An accurate, complete copy of the records below is required.

Source information
-------------------------

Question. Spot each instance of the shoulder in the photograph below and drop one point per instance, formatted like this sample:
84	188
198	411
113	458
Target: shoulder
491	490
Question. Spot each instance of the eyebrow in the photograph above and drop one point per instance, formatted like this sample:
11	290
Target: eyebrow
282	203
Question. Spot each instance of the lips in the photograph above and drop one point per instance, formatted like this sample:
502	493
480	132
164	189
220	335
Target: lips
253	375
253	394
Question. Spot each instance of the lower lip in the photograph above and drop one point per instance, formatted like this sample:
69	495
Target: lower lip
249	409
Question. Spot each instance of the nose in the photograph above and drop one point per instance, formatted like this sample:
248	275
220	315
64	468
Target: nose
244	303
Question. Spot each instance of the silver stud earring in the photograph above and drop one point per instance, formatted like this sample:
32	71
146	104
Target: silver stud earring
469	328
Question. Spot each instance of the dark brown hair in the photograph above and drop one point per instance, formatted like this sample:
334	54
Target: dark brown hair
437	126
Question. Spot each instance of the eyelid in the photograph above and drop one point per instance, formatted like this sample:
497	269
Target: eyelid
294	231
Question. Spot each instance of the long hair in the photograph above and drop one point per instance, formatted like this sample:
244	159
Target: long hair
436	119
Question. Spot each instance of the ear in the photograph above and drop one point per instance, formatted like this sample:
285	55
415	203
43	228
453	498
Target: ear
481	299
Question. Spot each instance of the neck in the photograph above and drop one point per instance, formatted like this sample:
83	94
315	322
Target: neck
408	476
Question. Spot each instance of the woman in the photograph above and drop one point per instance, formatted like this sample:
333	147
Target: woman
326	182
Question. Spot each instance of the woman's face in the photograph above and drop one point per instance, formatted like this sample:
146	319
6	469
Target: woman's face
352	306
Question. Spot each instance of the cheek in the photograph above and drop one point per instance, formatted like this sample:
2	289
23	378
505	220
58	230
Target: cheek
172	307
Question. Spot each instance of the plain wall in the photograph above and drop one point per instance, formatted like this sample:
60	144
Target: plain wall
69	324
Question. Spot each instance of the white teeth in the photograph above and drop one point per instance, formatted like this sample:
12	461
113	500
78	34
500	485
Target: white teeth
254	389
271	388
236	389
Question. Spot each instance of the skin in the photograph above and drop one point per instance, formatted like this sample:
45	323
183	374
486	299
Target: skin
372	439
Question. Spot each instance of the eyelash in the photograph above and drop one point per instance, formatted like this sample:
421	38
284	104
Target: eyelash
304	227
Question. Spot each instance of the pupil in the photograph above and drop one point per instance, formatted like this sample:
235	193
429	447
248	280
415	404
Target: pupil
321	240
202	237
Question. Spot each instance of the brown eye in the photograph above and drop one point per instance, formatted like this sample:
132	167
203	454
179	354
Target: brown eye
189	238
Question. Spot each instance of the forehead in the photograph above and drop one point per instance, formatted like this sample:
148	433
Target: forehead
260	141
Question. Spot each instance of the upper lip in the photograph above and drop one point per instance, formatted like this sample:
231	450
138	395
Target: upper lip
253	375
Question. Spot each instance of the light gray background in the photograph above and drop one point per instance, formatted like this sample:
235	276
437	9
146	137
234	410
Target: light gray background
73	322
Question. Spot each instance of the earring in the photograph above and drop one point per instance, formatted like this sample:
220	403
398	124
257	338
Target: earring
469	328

-------------------------

Solution for this problem
Question. Spot each instance of the shoulder in the photograph below and drop one point per instance, formatted like this sample:
84	188
198	411
113	458
Target: shoulder
491	490
Question. Spot each instance of the eyebrow in the photograph above and drop one point per instance, formatted like this sample:
11	290
Target: eyebrow
282	203
Question. Spot each instance of the lips in the photograph above and drop one point per instance, formatted like this sample:
502	493
480	132
164	189
220	335
Target: lips
253	375
253	394
Question. Spot each instance of the lower lip in the photograph above and drop one point per instance, formatted like this sample:
69	495
Target: lower lip
249	409
Question. Spot each instance of the nose in the photograph above and drop one point per instance, formatted like this sample:
248	275
220	315
64	468
Target: nose
244	303
Question. Spot each instance of the silver stud earring in the photograph above and drop one point per instance, formatted like this sample:
32	71
146	104
Target: silver stud earring
469	328
Question. Spot each instance of the dark brown hair in the photograph above and drop one point per instance, formatted like this sample:
334	54
Target: dark brown hair
437	126
Question. Spot each instance of the eyelid in the photograph above and drop one point per instance, formatted like this sample:
497	269
Target: eyelid
294	231
Question. Spot each instance of the long hair in the photograph above and drop one point per instance, formatted like this sample:
244	159
Target: long hair
436	119
Question. Spot each instance of the ear in the photograph above and drop one point per instance, formatted like this sample:
285	55
415	203
43	228
453	498
Target: ear
481	299
Question. Spot each instance of the neck in the photograph above and drop one point per instance, formatted like this sample:
83	94
315	322
Target: neck
408	476
Question. Spot each instance of the woman in the photograph above and drop one point per instance, formatted like this sample:
333	147
Target: woman
326	182
Question. Spot each instance of the woman's face in the photograph above and drop one point per instance, formatted like this sample:
146	319
6	469
Target: woman's face
352	306
Question. Spot each instance of the cheek in the photograph above and drop one point per instance, formatted like this sample:
2	289
23	378
505	220
58	230
Target: cheek
172	307
Question. Spot each instance of the plain wall in the photograph above and drop one point per instance, formatted like this sample:
60	144
Target: plain wall
69	324
Question. Spot each instance of the white teeth in the photograph above and drop one point per instance, formatted like this sample:
12	461
113	500
78	34
500	485
Target: white teeth
254	389
271	388
236	389
Question. Spot each instance of the skin in the photograph above and drop one point per instance, formatted like this sample:
45	323
183	374
486	299
Target: skin
372	439
Question. Spot each instance of the eyelash in the photograph above and drop one point per instance, formatted like this sample:
421	38
284	104
Target: eyelash
304	227
Question. Spot each instance of the pupil in the photograph above and drop one point per instance, formatted like this sample:
235	193
429	447
248	280
415	404
Target: pupil
321	240
202	237
Question. Spot each instance of the brown eye in the photograph above and drop one point per instance, formatted like this sample:
132	167
203	454
179	354
Target: brown eye
189	238
Question. Spot each instance of the forehead in the photograph above and drop one point per instance, formatted like this sample:
148	433
Target: forehead
260	141
Question. Spot each instance of the upper lip in the photograph above and drop one point per instance, formatted like this sample:
231	450
138	395
Target: upper lip
253	375
Question. Spot each instance of the light gray background in the photograph above and drop one point per instance, formatted like this sample:
235	276
437	9
146	137
234	410
Target: light gray background
73	322
Question. Spot each instance of the earring in the photograph above and drop one point per instance, formatted like this sample:
220	403
398	124
257	338
Target: earring
469	328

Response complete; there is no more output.